OBJECTIVE
Rescale the items below by reproducing every line, requests included, with each x and y coordinate in the answers multiplied by 0.55 and rounded to the nearest whole number, halves rounding up.
_ _ _ _
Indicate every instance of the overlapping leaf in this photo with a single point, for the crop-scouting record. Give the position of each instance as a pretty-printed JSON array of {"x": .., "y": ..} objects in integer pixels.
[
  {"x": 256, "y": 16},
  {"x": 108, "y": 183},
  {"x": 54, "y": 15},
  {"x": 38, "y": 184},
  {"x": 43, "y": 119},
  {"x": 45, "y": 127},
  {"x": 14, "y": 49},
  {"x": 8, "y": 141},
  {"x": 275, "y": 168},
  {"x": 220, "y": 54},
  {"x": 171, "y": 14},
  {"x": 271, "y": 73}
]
_ _ _ _
RESPONSE TO THE TASK
Indicate every instance of the overlapping leaf in this photo with a single point, for the crop-scouting record. Give the position of each instance as a pretty-printed JSON array of {"x": .., "y": ..} objects in integer pixels.
[
  {"x": 141, "y": 9},
  {"x": 59, "y": 101},
  {"x": 30, "y": 8},
  {"x": 21, "y": 101},
  {"x": 24, "y": 65},
  {"x": 25, "y": 70},
  {"x": 8, "y": 27},
  {"x": 4, "y": 78},
  {"x": 151, "y": 92},
  {"x": 121, "y": 30},
  {"x": 94, "y": 8},
  {"x": 149, "y": 40}
]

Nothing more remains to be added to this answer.